◆ EXERCISE TEXT:

|---|

401(k) top-heavy test % is 60.71. The plan sponsor has decided (via CPA advice) not to make a top-heavy contribution because the ".71" can be dropped, thus resulting in a passing % of 60. CPA also stated it is up to employer to pick a method and keep it consistent year to year. Our consistent method has been to include the .71.

Can not find any reference to state this is right/wrong. Any suggestions?

Posted

I think that you should be including the .71, and the plan would be considered Top Heavy. I would not want to argue that you could drop the .71 to an IRS auditor if the plan were ever audited. The regs clearly state that the plan is top heavy if the ratio exceeds 60%, and 60.71% exceeds 60%, even under new math. I don't think the CPA is giving you good advice, and I for one, would not follow it.

Posted

I would agree with above advice. There is nothing in the regs to suggest rounding. This has been argued on the PIX bulletin board as well. (PIX is pension information exchange)

When that close, it is time to verify everything -

e.g. were profit sharing contributions included in the total? Since most are made after plan year end, they should not be included. (You don't count contributions that are not required - only in year actually made)

|---|

◆ SUPPLIED RECORDS:

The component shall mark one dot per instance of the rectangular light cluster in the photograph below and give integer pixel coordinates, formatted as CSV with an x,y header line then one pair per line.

|---|

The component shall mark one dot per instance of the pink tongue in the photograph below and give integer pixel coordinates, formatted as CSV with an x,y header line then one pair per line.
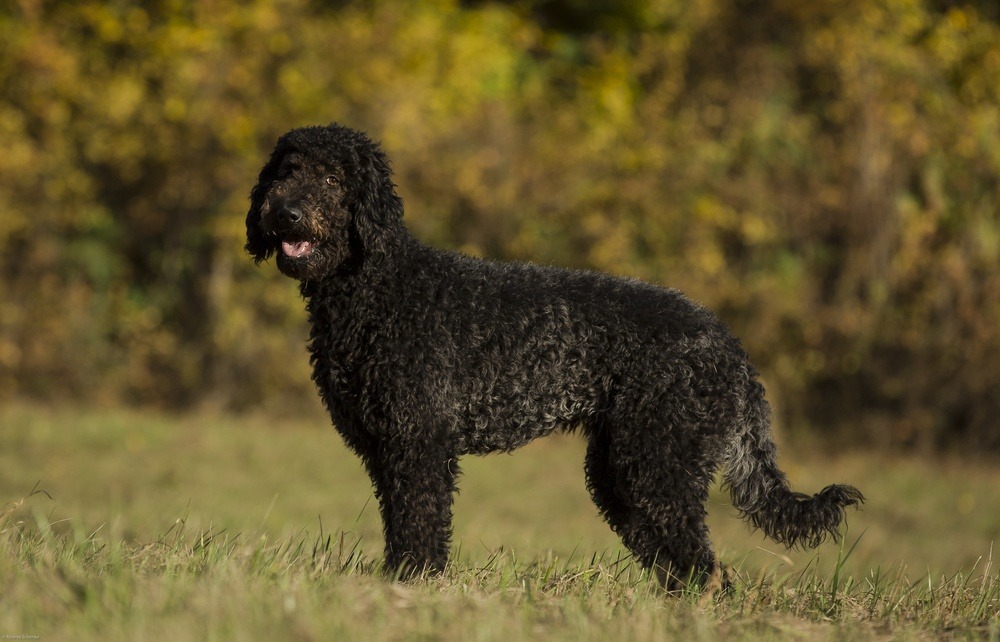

|---|

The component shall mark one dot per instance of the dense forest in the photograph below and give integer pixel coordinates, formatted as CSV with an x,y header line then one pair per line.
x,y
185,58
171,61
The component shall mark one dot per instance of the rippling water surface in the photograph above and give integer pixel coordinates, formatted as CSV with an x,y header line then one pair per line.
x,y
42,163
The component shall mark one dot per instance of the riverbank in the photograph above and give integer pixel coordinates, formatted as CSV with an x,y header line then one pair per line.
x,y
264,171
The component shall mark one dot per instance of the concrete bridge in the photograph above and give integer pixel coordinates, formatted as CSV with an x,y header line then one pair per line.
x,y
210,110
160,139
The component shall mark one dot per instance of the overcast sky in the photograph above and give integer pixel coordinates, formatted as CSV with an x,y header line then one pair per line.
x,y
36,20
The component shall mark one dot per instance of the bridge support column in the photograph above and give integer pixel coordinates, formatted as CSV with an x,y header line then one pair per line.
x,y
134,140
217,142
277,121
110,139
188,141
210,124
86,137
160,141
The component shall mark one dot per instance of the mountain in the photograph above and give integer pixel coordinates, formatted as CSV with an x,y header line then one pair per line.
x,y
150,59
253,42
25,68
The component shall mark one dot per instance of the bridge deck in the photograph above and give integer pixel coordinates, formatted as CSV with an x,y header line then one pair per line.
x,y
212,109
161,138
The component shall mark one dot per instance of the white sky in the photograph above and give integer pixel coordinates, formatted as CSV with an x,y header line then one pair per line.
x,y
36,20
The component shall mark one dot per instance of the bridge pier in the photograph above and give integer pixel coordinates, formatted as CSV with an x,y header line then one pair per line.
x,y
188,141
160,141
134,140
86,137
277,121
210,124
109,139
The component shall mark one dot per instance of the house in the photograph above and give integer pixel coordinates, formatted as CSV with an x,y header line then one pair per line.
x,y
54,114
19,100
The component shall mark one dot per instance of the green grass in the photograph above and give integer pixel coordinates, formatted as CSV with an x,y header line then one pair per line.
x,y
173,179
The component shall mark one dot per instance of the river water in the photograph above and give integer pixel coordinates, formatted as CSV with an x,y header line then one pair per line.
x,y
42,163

|---|

◆ YOUR TASKS:
1) In the forum discussion of the 401(k) top-heavy test, what does PIX stand for?
2) Continue the forum discussion of the 401(k) top-heavy test from its final sentence.

◆ RESULTS FOR EACH TASK:
1) Pension information exchange.

2)
how about previous distributions. most calculations I've seen includes distributions made over last 5 years. actually, it should be from date of termination. example - if ee quit 20 years ago, but received a distribution this year, would you include the distribution in the balance? Hopefully you haven't been counting it for 15 years, why should it magically reappear. remember, you don't count balances of people who didn't perform service for 5 years.

Guest rshawlaw
Posted

And remember the exception to the exception: you do count profit sharing contributions made after the end of the year if it is the first year of the plan. Reg. §1.416-1 Q&A T-24. Check out the "former key employee" definition in Reg §1.416-1 Q&A T-1 and the examples. See also Q&A T-39 for a little wiggle room.

Posted

Agree with all these comments and is the action that we take. What protection is there for a record keeper who has advised the employer that they are wrong with their interpretation? Does a letter from employer stating they have taken CPA advise and choose not to make a contribution protect the record keeper (realizing IRS audit will probably confirm these points)? Or would you drop this employer from your service?

Posted

I concur that the ER is making a bad decision by accepting the advice of the CPA and agree that its best for you cover your tracks (to put it nicely).

I think a letter from you to the ER and possibly the CPA explaining your position would be appropriate. If you can get a letter from the ER that's even better.

As far as dropping your client, it probably depends. Have you been looking for a reason to drop the client? As long as you have your documention, the IRS should go after the ER or Trustee of the plan, not your company.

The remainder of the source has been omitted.